§ **Exercise directions**
Every line of the data that includes "fireplace" should be copied out.

_ _ _ _ _

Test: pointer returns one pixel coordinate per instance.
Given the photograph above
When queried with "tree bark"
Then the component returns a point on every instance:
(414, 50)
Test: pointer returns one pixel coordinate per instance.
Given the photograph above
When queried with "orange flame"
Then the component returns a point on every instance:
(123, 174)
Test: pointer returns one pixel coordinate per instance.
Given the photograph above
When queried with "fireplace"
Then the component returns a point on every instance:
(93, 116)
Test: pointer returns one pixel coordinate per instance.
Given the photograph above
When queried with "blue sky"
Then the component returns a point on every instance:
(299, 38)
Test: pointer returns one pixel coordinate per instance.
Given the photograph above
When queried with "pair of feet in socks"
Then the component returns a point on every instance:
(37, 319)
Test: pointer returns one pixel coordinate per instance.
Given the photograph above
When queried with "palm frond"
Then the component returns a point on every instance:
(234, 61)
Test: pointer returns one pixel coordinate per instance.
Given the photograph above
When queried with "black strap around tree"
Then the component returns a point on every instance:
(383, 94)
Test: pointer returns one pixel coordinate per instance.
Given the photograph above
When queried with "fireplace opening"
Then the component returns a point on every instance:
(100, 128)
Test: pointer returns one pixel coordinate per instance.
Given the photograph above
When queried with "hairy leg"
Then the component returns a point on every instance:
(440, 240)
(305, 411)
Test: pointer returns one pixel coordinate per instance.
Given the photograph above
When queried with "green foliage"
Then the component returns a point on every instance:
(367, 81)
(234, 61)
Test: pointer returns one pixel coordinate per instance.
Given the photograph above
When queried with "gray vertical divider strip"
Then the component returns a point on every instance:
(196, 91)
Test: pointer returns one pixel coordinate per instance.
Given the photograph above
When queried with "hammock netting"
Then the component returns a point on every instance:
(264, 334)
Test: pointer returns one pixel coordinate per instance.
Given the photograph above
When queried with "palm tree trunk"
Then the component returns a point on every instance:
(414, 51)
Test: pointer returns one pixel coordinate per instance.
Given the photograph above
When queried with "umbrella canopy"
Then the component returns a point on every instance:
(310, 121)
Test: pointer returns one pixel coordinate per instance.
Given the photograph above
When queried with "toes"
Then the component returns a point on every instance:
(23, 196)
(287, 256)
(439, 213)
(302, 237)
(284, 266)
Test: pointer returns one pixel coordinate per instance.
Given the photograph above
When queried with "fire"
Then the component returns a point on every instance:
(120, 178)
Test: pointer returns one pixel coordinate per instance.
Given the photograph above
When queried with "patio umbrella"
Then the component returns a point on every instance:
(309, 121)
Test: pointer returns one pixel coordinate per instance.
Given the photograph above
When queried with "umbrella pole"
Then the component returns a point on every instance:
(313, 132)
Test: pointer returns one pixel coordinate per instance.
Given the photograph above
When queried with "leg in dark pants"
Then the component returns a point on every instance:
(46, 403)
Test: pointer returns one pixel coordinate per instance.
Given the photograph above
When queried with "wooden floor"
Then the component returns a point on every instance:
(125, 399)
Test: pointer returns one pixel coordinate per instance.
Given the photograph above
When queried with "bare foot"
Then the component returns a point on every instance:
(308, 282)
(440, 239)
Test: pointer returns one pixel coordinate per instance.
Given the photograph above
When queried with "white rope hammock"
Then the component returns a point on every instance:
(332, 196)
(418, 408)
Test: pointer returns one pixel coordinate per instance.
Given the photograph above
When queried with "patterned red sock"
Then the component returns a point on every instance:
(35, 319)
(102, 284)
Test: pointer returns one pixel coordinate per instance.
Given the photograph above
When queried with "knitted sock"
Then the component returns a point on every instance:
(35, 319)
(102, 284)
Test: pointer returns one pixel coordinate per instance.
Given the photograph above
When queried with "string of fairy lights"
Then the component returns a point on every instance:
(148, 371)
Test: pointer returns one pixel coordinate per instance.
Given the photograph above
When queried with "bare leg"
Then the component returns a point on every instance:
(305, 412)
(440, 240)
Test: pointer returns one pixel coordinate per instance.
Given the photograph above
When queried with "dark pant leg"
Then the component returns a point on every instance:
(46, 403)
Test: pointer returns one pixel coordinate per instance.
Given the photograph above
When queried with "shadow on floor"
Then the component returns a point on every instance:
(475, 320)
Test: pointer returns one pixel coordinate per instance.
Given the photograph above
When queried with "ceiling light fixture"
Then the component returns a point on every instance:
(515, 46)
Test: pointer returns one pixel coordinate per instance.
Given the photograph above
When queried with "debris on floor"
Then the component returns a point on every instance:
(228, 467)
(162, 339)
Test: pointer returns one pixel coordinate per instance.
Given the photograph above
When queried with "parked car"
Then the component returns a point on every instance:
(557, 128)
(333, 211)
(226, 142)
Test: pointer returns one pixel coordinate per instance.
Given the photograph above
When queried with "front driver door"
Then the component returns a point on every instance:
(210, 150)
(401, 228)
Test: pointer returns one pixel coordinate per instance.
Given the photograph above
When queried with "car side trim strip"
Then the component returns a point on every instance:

_ _ _ _ _

§ **Answer to this exercise**
When queried with "fireplace"
When queried with "fireplace opening"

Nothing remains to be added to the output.